News
Breaches and leaks
Here we go. Takes deep breath
- Boomoji: the animated avatar app exposed the personal data of its entire user base, over 5.3 million people, in two Elasticsearch databases. Including user locations, what schools some users go to, and all phonebook entries of all users who allowed the app access to contacts.
- NASA: a server from the HR departement was compromised, and attackers stole personal information of thousands of employees. The data is already for sale on the Dark Web.
- Facebook: Not so much a breach as a bug, but it was heavily reported on. Normally apps with picture permissions only get to see timeline pictures. But due to a bug in the API they could temporarily get access to more, including unposted pictures.
- Facebook, again: I guess we can call this a breach-by-design. Over 150 companies got "special treatment" by Facebook, getting wider access to personal data than disclosed to the users. Long but worthy read.
- Save The Children Federation: an attacker infiltrated the charity and got them to wire $1 million into his account through false documents and invoices.
- Wall Street Journal: their website was hacked and defaced with PewDiePie-related messages.
- Amazon: sent 1700 Alexa recordings to the wrong person by mistake.
- Experian: infamous for previously having the information of 15 million people stolen. This time it was discovered that they included real customer data as part of a public training manual.
- 2018 overview: If you're feeling nostalgic, here's a nice overview of big 2018 data breaches.
Critical flaw discovered in SQLite
The flaw, dubbed "Magellan", allows for remote code execution under certain circumstances. SQLite's creator called it out as being overblown, but it seems worthy of a quick patching either way. Hackernews discussion here.

| TASK REQUIREMENTS |
#1 According to the news roundup, how many Alexa recordings did Amazon send to the wrong person?
#2 Repeat everything in the news roundup from "- Save The Children" down to "public training manual.", word for word.

| DATASET EXTRACT |
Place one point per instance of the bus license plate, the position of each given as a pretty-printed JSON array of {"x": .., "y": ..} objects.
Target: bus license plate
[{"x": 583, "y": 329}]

| RESPONSES FOR EACH TASK |
#1 1700

#2
- Save The Children Federation: an attacker infiltrated the charity and got them to wire $1 million into his account through false documents and invoices.
- Wall Street Journal: their website was hacked and defaced with PewDiePie-related messages.
- Amazon: sent 1700 Alexa recordings to the wrong person by mistake.
- Experian: infamous for previously having the information of 15 million people stolen. This time it was discovered that they included real customer data as part of a public training manual.